### Вопросы к материалу
(a) Ответьте по отрывку о службе Леонтьева в Еникале:
(i) Сколько месяцев после начала службы в Еникале Леонтьев ничего не писал?
(ii) Кому он писал, чтобы узнать судьбу отосланных в редакции очерка и повести?
(iii) Когда Феодосия Петровна хотела навестить сына?
(b) По отрывку о службе Леонтьева в Еникале объясните в одном–трех предложениях, почему занятия литературой были для него невозможны с нравственной точки зрения.
(c) Продолжите отрывок о службе Леонтьева в Еникале, начав сразу после его последнего предложения.

Константин Леонтьев - страница 37



.

В первые восемь месяцев своей службы в Еникале Леонтьев ничего не писал. На это не было времени – он старался сделать из себя настоящего врача, в том числе, и для того, чтобы потом кормить себя и мать частной практикой. Заниматься литературой было невозможно и с нравственной точки зрения – «совесть не позволяла мне тут заниматься ею; при виде стольких терпеливых страдальцев, порученных мне судьбою, я желал одного: делать как можно меньше ошибок в диагностике и лечении»[86]. Да и писать о крымской жизни он еще не мог – мало знал ее, писать же о своей оставленной в Москве любви было слишком больно… Его писание в Еникале ограничивалось врачебными назначениями «в билеты» и многочисленными письмами. Он писал Тургеневу и Краевскому – чтобы выяснить судьбу отосланных в редакции очерка и повести. Он писал горбатой тетушке – чтобы не волновалась за своего Костиньку. И, конечно, он писал своему «дружку» – Феодосии Петровне, которая даже хотела навестить сына весной 1855 года, посмотреть на военное житье-бытье, а возможно и остаться у него до окончания его службы («Вы, насколько я вас знаю, предпочтете гром пушек долговременной разлуке»[87], – писал ей сын).

### Список данных

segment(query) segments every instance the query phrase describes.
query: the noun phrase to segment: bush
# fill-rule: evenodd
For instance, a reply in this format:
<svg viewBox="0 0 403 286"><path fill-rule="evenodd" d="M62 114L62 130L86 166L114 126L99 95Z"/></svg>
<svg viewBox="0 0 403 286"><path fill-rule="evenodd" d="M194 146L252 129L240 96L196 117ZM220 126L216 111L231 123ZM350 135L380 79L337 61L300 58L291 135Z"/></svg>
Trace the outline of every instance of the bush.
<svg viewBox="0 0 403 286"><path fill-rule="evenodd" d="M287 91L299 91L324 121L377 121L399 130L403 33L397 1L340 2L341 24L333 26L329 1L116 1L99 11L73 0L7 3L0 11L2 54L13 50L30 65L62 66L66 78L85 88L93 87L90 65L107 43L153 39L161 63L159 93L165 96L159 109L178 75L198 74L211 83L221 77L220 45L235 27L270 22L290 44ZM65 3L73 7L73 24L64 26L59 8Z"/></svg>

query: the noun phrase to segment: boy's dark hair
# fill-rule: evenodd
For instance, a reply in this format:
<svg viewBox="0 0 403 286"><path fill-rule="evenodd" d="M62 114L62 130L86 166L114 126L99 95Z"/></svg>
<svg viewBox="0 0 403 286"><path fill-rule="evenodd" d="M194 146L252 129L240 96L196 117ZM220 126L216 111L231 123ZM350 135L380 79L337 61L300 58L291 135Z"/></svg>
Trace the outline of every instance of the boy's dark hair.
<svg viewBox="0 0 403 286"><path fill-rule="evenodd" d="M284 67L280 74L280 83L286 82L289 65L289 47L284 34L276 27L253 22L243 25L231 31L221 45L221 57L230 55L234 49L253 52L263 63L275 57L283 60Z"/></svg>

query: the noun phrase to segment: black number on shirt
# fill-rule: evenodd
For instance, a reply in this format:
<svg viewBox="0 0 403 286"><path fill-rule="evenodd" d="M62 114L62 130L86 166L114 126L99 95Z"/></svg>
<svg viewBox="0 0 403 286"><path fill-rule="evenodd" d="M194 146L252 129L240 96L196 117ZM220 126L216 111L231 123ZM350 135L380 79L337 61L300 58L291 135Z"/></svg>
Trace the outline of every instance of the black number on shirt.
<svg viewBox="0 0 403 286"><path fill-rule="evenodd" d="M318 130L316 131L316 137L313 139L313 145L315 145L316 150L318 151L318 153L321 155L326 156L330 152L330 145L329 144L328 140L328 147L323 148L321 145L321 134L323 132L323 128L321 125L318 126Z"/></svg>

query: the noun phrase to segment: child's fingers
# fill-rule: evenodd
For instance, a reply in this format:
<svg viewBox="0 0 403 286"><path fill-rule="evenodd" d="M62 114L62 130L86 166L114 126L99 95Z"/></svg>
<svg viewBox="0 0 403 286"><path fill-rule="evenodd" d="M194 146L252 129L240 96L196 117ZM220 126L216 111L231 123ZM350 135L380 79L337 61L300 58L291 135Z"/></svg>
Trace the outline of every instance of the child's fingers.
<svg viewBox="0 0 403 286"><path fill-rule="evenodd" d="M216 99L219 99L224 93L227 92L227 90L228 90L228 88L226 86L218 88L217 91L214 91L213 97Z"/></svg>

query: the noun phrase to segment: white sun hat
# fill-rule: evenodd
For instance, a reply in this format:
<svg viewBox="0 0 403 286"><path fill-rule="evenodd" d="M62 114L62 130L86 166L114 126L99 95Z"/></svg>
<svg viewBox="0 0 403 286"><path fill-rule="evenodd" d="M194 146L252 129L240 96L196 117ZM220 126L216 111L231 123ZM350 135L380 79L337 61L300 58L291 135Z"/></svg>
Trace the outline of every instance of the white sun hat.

### Ответы по заданиям
(a)
(i) Восемь месяцев.
(ii) Тургеневу и Краевскому.
(iii) Весной 1855 года.

(b) Совесть не позволяла ему заниматься литературой. Он видел множество терпеливых страдальцев, порученных ему судьбой, и желал лишь одного: делать как можно меньше ошибок в диагностике и лечении.

(c)
Письма к Феодосии Петровне частично сохранились. Читать их интересно – ведь и мать у Леонтьева была незаурядной; сын описывал ей не только свой быт, но делился мыслями и планами на будущее. Из писем Леонтьева встает образ женщины не только умной, но властной и строгой. Не случайно у сына появляются заискивающие интонации, когда он просит о каких-то поблажках – и не для себя! – для старой тетушки Катерины Ивановны: «не можете ли вы вообразить, что я все еще в университете и что вы мне даете 10 руб. в месяц; отдайте их тетушке на покупку в Москве минеральных вод, которые ей советовал через меня пить Ротрофи[88]… На всякий случай приложу записку к Ротрофи с просьбой выслать эти воды, в случае вашего согласия на это доброе дело. Я убежден, что они облегчат ее много, и так как с ее стороны вы не видали неблагодарности, то и надеюсь, что вы на это изъявите согласие»[89].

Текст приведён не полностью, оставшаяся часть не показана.